___ Document section ___
Published 1-Jan-1989 in the Denver Post
Copyright ©1989 by Ed Quillen. All rights reserved.

There is a popular bumper sticker whose message, translated into Official English, is that Events occur. Since the published words are rather coarse, many people are thereby perturbed. But the real problem with that message is that nobody really believes it.

Nothing is allow to just happen. There is always someone or something to blame -- a scapegoat, which is one of our great conveniences.

Consider Denver's noxious air. If people truly wanted to eliminate the Brown Cloud, they'd quit driving their cars, because there is a considerable connection between automobile exhaust and the toxicity of the Mile High atmosphere. But your car is at your instant command; you don't have to wait for it. It's private, so you won't suffer the humiliation of sitting next to someone of an inferior economic class.

Cars are so wonderful that nobody wants to be honest about curing the Brown Cloud, especially not when it's so much easier to transfer the blame to a scapegoat. Just quit burning coal in power plants, and Denver's sky will sparkle. If that doesn't clear the air, then the monoxide alerts must result from the embers of metropolitan fireplaces. When those cease smoking and the air is still defiled, other scapegoats will be brought forth: exhaust from older automobiles, emissions from toilet vent pipes, smoke from charcoal barbecues, particulates from burning tobacco.
___
Task objective: Extend the opinion column on scapegoats and Denver's Brown Cloud with a few more paragraphs, starting after its final sentence and keeping its tone.
___ Supplied information ___
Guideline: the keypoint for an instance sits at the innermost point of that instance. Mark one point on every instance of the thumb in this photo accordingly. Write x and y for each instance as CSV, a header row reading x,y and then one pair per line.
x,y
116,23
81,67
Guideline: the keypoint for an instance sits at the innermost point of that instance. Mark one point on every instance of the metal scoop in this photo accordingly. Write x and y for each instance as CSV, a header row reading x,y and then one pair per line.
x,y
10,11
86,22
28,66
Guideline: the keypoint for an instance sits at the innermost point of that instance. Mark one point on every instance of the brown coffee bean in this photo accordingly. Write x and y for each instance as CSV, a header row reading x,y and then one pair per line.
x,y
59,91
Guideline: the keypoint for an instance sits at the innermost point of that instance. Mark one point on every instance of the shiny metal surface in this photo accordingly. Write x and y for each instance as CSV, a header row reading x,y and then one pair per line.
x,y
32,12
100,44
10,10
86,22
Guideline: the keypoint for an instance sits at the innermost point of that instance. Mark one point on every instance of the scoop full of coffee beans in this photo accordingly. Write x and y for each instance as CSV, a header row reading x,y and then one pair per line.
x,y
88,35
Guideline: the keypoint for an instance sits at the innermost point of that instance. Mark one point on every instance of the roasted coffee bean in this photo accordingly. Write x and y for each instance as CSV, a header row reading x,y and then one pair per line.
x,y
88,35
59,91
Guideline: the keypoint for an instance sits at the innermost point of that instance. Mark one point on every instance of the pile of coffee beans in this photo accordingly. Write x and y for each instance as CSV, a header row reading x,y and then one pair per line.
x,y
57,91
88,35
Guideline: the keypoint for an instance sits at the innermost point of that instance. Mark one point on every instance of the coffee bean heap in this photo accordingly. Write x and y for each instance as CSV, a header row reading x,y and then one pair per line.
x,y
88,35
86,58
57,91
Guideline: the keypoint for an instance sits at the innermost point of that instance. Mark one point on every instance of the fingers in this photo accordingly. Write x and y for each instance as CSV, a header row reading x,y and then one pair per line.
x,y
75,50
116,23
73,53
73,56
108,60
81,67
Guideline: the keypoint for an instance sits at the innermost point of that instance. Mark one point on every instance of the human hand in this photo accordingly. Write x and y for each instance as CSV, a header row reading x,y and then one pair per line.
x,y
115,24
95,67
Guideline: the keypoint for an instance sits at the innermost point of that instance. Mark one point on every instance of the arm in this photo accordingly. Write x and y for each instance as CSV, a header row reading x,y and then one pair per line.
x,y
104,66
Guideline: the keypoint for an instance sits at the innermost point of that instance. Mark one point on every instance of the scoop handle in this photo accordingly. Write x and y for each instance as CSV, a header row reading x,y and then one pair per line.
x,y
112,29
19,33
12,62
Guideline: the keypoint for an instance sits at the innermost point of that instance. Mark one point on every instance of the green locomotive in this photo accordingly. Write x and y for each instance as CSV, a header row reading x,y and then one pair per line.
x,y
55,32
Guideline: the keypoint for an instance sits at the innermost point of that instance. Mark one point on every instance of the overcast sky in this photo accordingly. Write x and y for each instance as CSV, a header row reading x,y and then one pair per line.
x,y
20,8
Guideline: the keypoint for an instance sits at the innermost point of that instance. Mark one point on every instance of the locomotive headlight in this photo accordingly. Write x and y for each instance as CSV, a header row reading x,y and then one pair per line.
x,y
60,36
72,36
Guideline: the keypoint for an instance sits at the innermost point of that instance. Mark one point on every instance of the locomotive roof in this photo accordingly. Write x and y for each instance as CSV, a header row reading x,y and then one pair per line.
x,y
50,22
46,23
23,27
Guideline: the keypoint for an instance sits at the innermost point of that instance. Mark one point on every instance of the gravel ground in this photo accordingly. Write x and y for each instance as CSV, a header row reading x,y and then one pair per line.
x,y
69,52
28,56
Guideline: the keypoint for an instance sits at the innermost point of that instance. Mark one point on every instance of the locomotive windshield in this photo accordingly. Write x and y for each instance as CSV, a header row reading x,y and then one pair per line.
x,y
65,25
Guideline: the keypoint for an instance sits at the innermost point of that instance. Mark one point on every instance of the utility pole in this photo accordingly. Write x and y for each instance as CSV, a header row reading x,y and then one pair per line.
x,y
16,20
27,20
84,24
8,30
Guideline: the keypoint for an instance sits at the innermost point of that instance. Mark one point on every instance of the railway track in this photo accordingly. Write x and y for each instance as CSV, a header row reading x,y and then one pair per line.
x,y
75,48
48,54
___
Response for this exercise:
Since this is the day for predictions, it's safe to predict that the scapegoat search will continue through 1989 as Denver refuses to come to terms with its atmospheric woes.

It is also safe to predict that many of our old favorite scapegoats, used in other matters, will continue to operate with full force and effect throughout the coming year.

One favorite is International Terrorism, which points out the main reason governments operate -- to do things which are illegal for individuals to do. If you went around with a gun, threatening to take people's houses away if they didn't give you money, you'd be charged with extortion; when your county government does precisely the same thing, it is merely a legitimate function of government. When a government blows a civilian airliner out of the sky, it is a reasonable action; when people do exactly the same thing on their own, it's the ghastly specter of International Terrorism.

With this scapegoat in place, we are led to believe that something can be done to make the world safe for jetting. No one bothers to mention that even if every International Terrorist on earth were hanged, drawn and quartered, civilian airliners would still get blown out of the sky.

An even more versatile scapegoat is Substance Abuse, suitable for almost all occasions. Did an athlete stumble? Or did he set a surprising record? Either way, it has to be the result of Substance Abuse, which is also quite useful for explaining train derailments, highway fatalities, low productivity and general ineptitude. One wonders whether anything ever went wrong in those halcyon days before Substance Abuse was discovered.

We also have a vast assortment of more specialized scapegoats: Computer Viruses which scramble our data, Meddling Bureaucrats who throttle our businesses, Satanic Song Lyrics which corrupt our youth.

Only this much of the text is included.